Malheur au peuple qui a besoin de héros (Hegel)...

1 Avril 2025 , Rédigé par joël jégouzo Publié dans #essai, #essais

Si un peuple a besoin de héros, affirmait Hegel, c’est qu’il est dans une impasse et ne dispose pas de la cohésion lui permettant d'en sortir. D'où l'attente de l'apparition, littéralement et au sens quasi religieux sinon superstitieux du terme, de l'homme providentiel, capable de « le » (et non « nous ») sauver. Car malheur au peuple qui a besoin de se soumettre à une telle idolâtrie, tout comme malheur « au peuple dont le présent est assez précaire pour qu’il cherche dans le passé des représentants exemplaires de son identité menacée » (Jean-Pierre Albert, 1999). Ce prophète espéré, en effet, destiné à subsumer sous sa figure le destin collectif, n'incarnera en réalité qu'une dérive superstitieuse, pour faire de ce destin un leurre, sinon une monstruosité.

Certes, Hegel avait à l'esprit le champ du politique. Bien des décennies plus tard (dès 1922), le philosophe et juriste Carl Schmitt thématisera à son tour cette problématique du chef charismatique, encensant, lui, la montée en puissance du « héros » nazi, avant de prendre ses distances avec Hitler, sans pour autant renoncer à ses conceptions autoritaires de l'état. (Voyez comme nous subissons toujours cette idéologie de l'homme providentiel, et même si ces derniers s'incarnent en de navrantes formules...).

Données extraites =>
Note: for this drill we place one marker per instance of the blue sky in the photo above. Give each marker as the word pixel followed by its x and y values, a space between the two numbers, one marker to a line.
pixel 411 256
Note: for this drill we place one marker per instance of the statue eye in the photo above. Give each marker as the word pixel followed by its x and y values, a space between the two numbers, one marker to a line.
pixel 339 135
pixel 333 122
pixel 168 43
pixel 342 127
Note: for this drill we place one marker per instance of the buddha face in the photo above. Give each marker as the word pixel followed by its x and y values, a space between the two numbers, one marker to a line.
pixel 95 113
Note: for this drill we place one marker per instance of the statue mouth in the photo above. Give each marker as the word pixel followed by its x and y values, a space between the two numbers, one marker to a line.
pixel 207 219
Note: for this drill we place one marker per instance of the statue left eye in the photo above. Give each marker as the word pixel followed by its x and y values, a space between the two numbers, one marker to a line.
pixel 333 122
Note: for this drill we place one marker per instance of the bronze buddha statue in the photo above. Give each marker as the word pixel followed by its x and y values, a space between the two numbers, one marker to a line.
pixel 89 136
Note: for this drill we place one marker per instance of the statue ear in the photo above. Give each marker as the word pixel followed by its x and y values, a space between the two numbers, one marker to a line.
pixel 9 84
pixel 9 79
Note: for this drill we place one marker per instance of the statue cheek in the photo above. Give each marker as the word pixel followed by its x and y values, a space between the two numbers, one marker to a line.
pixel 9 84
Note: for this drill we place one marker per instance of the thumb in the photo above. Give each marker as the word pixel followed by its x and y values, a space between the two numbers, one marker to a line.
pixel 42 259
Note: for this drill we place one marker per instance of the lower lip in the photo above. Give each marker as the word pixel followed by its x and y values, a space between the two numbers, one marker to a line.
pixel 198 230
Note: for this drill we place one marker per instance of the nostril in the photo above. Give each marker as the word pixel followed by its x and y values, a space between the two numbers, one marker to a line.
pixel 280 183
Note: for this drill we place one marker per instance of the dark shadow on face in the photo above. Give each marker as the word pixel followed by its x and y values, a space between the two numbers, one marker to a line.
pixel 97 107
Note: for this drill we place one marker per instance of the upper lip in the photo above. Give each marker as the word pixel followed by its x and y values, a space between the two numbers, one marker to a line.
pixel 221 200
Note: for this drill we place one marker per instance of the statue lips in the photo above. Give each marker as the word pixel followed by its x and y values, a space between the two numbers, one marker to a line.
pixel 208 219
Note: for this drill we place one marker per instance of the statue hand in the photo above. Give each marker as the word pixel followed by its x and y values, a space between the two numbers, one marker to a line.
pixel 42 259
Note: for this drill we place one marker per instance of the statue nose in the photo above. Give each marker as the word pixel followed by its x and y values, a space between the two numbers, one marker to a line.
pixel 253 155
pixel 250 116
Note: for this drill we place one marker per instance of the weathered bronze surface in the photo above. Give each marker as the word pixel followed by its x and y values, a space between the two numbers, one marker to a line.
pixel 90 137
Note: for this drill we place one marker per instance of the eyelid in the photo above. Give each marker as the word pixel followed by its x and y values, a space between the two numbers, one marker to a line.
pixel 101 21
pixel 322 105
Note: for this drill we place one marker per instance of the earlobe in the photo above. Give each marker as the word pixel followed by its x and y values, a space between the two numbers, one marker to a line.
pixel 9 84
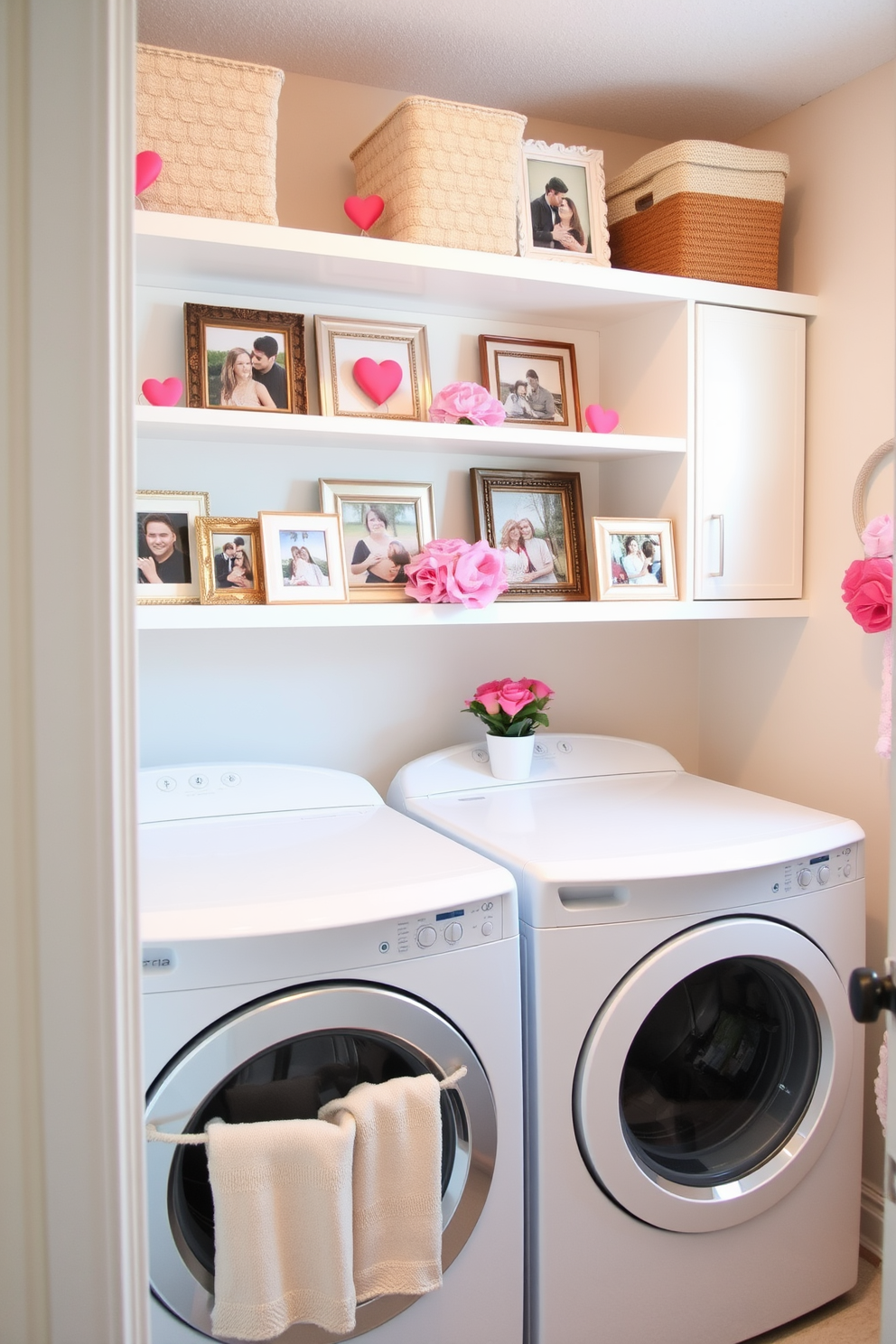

Consignes de travail =>
- a) Pour chaque énoncé, indiquez s'il est conforme à l'essai sur le besoin de héros, par oui ou non, en citant les mots décisifs de l'essai : (i) Hegel avait à l'esprit le champ du politique. (ii) Carl Schmitt a abordé la problématique du chef charismatique dès 1922. (iii) Après avoir pris ses distances avec Hitler, Carl Schmitt a abandonné ses conceptions autoritaires de l'État.
- b) Résumez l'essai sur le besoin de héros en deux phrases.
- c) Rédigez la suite de l'essai sur le besoin de héros, à partir de sa dernière phrase.

Réponses attendues =>
- a)
(i) Oui : « Certes, Hegel avait à l'esprit le champ du politique. »
(ii) Oui : « Bien des décennies plus tard (dès 1922), le philosophe et juriste Carl Schmitt thématisera à son tour cette problématique du chef charismatique »
(iii) Non : « sans pour autant renoncer à ses conceptions autoritaires de l'état »

- b) D'après Hegel, un peuple qui a besoin de héros se trouve dans une impasse, sans la cohésion qui lui permettrait d'en sortir, et attend un homme providentiel dont la figure n'incarnera qu'une dérive superstitieuse. Plus tard, Carl Schmitt a repris cette problématique du chef charismatique en encensant le « héros » nazi, puis a pris ses distances avec Hitler sans renoncer à ses conceptions autoritaires de l'État.

- c)
Cela dit, ni Hegel, ni Schmitt n'ont pensé les résonances de la figure du héros dans le champ de la fiction artistique. Or il y aurait beaucoup à gagner à repenser dans un même temps le politique et nos imaginaires : malheur au peuple qui a besoin de la fiction du héros...

Qu'en est-il des héroïnes ? Malheur au peuple qui a besoin d'héroïnes ?

La question ne se posait même pas bien sûr, ni dans l'esprit de l'un, ni dans celui de l'autre. Les Lumières elles-mêmes n'avaient-elles pas contourné l'interrogation ? Kant partageait avec son temps ce préjugé : les Lumières, seul le masculin en incarnait le possible... La figure du héros, cette «grande fraternité qui ne se trouve que de l'autre côté de la mort» (Malraux, L'espoir, chapitre 6), ne s'accomplissait vraiment que dans son genre masculin. Et tant pis si jusqu'à Malraux, sinon aujourd'hui, on a conservé l'habitude de stabiliser l'image de ce héros dans des gestes simplets et grandiloquents, traçant autour de lui les frontières de son insularité : à l'assignation masculine répondit la convocation du singulier : l'héroïcisation individualise, gommant les solidarités sans lesquelles, en réalité, il n'est pas de héros possible.

Héroïciser dès lors, mais quoi, et qui ?

Que devient la polis entre les mains du héros ?

Si le héros peut devenir ce démiurge que dénonce Hegel, fondateur d’institutions selon Carl Schmitt, s'il peut devenir le curateur d'une constitution irrévocable de la vie collective, qu'attendre réellement de lui ?


 

(Autour de la manifestation initiée par la librairie l'établi d'Alfortville, « Vous êtes l'étincelle #3 », autour des littératures jeunesses et young adult).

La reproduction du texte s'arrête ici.